● ТЕКСТ ДЛЯ ЧТЕНИЯ
Над оборонными заказами в тот период работали 181 военный завод. С учетом кооперированных с ними предприятий, производственная часть советского ВПК была представлена 2000 предприятий[115].

Если же взять экономическую составляющую, то Советскому Союзу ОВД обходился значительно дороже, чем Соединенным Штатам НАТО. Об этом красноречиво свидетельствуют такие цифры: советская доля в военных расходах Варшавского Договора всегда составляла более 90 %, а американская в аналогичных расходах НАТО – 50 %[116].

Определить реальный объем расходов СССР на военные цели, как за весь период холодной войны, так и в отдельные годы является задачей едва ли разрешимой. Официальные цифры никогда не отражали их реальных размеров, поскольку многие военные программы, как полагают исследователи, – шли по другим статьям государственного бюджета и были «спрятаны» в расходы на гражданские цели[117]. Прямые военные расходы СССР с 1947 по 1991 гг. составляли в долларах США 1993 года 10039 млрд., что равнялось 12,6 % национального дохода страны в эти годы[118]. Международный институт стратегических исследований в Лондоне оценивал военные расходы СССР в конце 1980-х гг. в объеме 17,6 % валового национального продукта[119].

По подсчетам российских экспертов, произведенных во второй половине 1990-х гг., 12–13 % советского валового национального продукта направлялось в военно-промышленный комплекс (оборону), а в США – 5,6 %. Доля оборонных расходов в государственном бюджете СССР составляла 45–50 % (в США – 25–27 %). Советские военные расходы оценивались в 250300 млрд. долл, в год, что приблизительно соответствовало военным расходам США, но советская экономика, например, в середине 1980-х гг. составляла 50–60 % ВНП США[120].

США израсходовали за годы холодной войны на военные цели 9471 млрд, долларов, или 5,6 % их национального дохода (СССР – 10039 млрд, долларов). Более богатые США израсходовали на военные цели меньше, чем СССР[121].

(Записи с размеченными точками)

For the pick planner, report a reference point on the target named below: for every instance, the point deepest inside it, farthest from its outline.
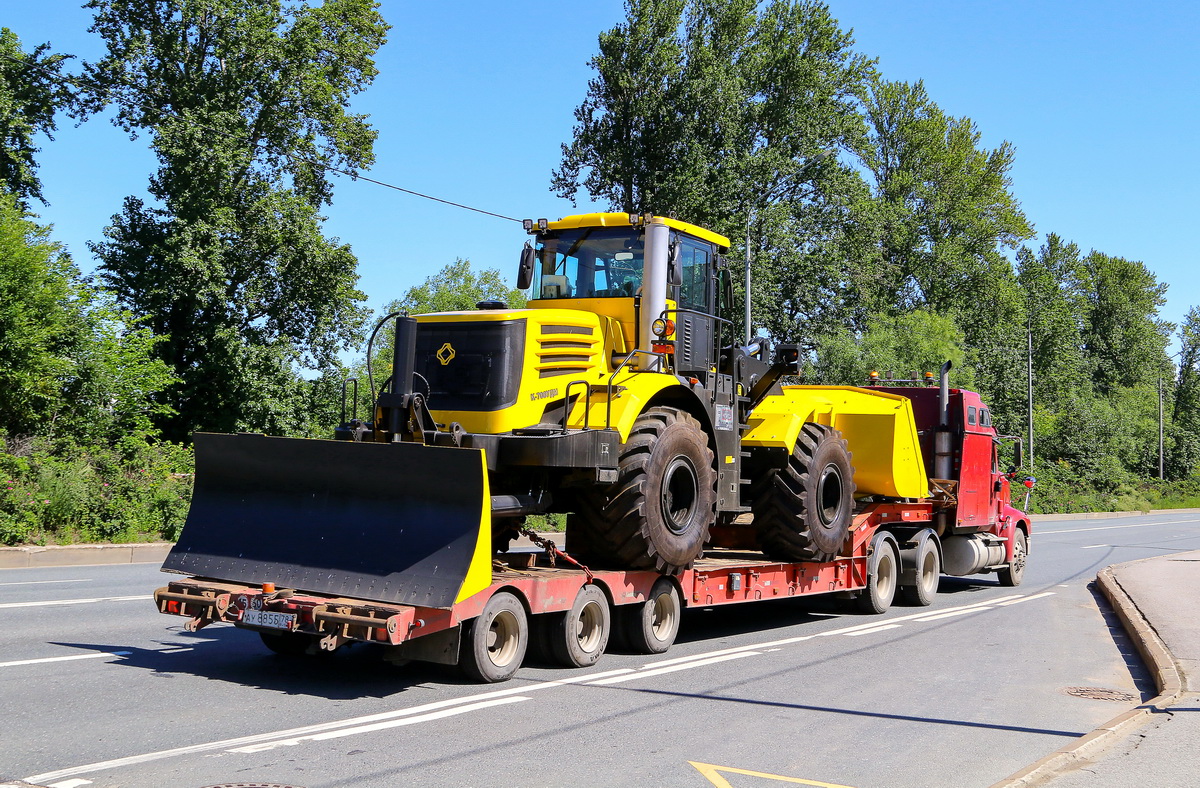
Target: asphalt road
(97, 689)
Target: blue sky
(474, 98)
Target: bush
(54, 494)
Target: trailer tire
(883, 577)
(803, 511)
(580, 636)
(928, 567)
(289, 643)
(658, 512)
(1012, 575)
(652, 626)
(495, 642)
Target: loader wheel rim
(503, 638)
(829, 494)
(679, 494)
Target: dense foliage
(883, 235)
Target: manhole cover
(1102, 693)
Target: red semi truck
(552, 605)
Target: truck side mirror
(675, 271)
(525, 272)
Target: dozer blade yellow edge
(400, 523)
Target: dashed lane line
(66, 659)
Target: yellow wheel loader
(618, 396)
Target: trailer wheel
(652, 626)
(659, 511)
(580, 636)
(495, 643)
(289, 643)
(928, 565)
(881, 585)
(803, 511)
(1014, 572)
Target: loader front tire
(659, 511)
(803, 511)
(495, 643)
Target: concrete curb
(1050, 518)
(1162, 666)
(83, 554)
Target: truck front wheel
(803, 511)
(659, 511)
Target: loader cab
(636, 269)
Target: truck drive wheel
(881, 585)
(580, 636)
(652, 626)
(927, 565)
(658, 513)
(803, 511)
(1014, 572)
(495, 643)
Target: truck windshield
(589, 263)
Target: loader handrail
(660, 356)
(587, 403)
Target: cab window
(694, 259)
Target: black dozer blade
(401, 523)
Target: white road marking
(227, 744)
(683, 666)
(67, 659)
(1027, 599)
(381, 726)
(874, 630)
(144, 597)
(949, 614)
(1043, 531)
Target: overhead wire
(72, 83)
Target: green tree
(947, 211)
(731, 114)
(71, 362)
(31, 92)
(1125, 340)
(246, 109)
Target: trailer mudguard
(879, 427)
(400, 523)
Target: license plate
(269, 619)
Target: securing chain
(552, 551)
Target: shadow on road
(239, 657)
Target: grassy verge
(65, 494)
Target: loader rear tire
(659, 511)
(495, 643)
(803, 512)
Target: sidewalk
(1158, 602)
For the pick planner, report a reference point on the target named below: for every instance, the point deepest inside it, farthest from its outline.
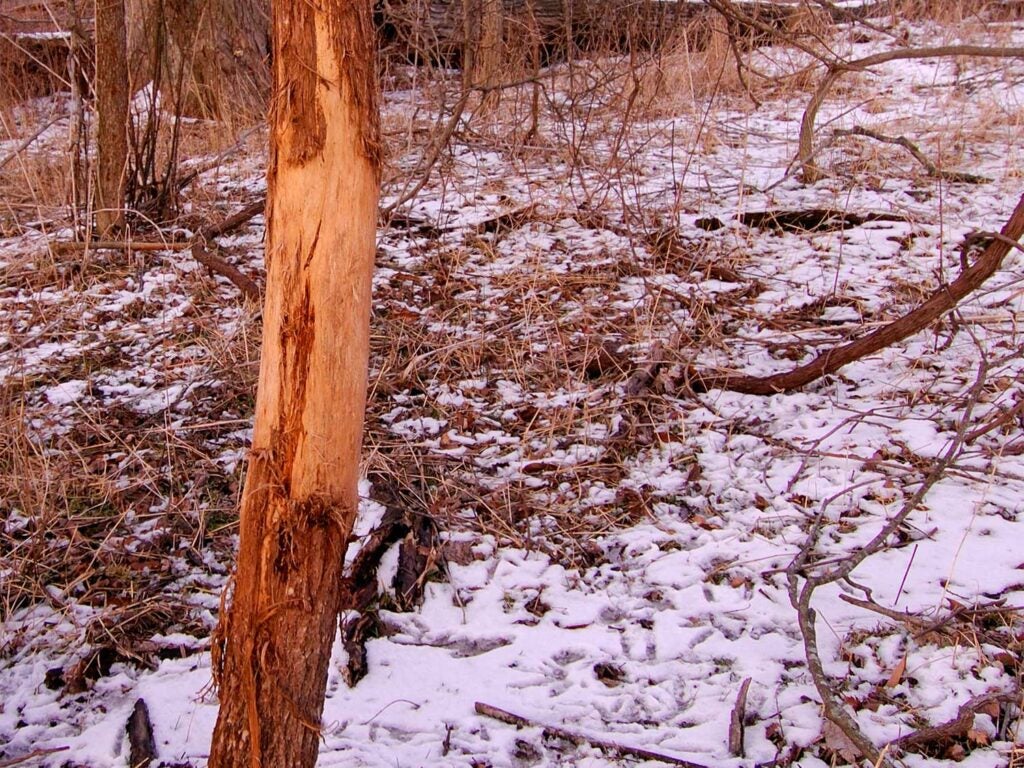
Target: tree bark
(112, 109)
(215, 52)
(272, 646)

● ЗАДАНИЕ 1
Ответьте по тексту о военных расходах СССР на три вопроса, помечая ответы так же, как вопросы:
(a) Сколько военных заводов работало над оборонными заказами в тот период?
(b) Какую часть военных расходов Варшавского Договора всегда составляла советская доля?
(c) В каком объеме Международный институт стратегических исследований в Лондоне оценивал военные расходы СССР в конце 1980-х гг.?
● ЗАДАНИЕ 2
Определите, соответствуют ли тексту о военных расходах СССР следующие утверждения. На каждое ответьте «да» или «нет» и точно процитируйте решающие слова текста.
(a) Американская доля в военных расходах НАТО составляла 50 %.
(b) Доля оборонных расходов в государственном бюджете СССР составляла 25–27 %.
(c) США израсходовали на военные цели больше, чем СССР.
● ЗАДАНИЕ 3
Перепишите в виде списка абзац текста о военных расходах СССР, начинающийся словами «Определить реальный объем расходов СССР», сохранив его основные факты.

● ОТВЕТ 1
(a) 181 военный завод.
(b) Более 90 %.
(c) 17,6 % валового национального продукта.

● ОТВЕТ 2
(a) Да: «а американская в аналогичных расходах НАТО – 50 %».
(b) Нет: «Доля оборонных расходов в государственном бюджете СССР составляла 45–50 % (в США – 25–27 %)».
(c) Нет: «Более богатые США израсходовали на военные цели меньше, чем СССР».

● ОТВЕТ 3
- Определить реальный объем военных расходов СССР за весь период холодной войны или за отдельные годы едва ли возможно.
- Официальные цифры никогда не отражали реальных размеров этих расходов. По мнению исследователей, многие военные программы проходили по другим статьям бюджета и были «спрятаны» в расходах на гражданские цели.
- Прямые военные расходы СССР с 1947 по 1991 гг. составили 10039 млрд долларов США 1993 года, то есть 12,6 % национального дохода.
- Международный институт стратегических исследований в Лондоне оценивал военные расходы СССР в конце 1980-х гг. в 17,6 % валового национального продукта.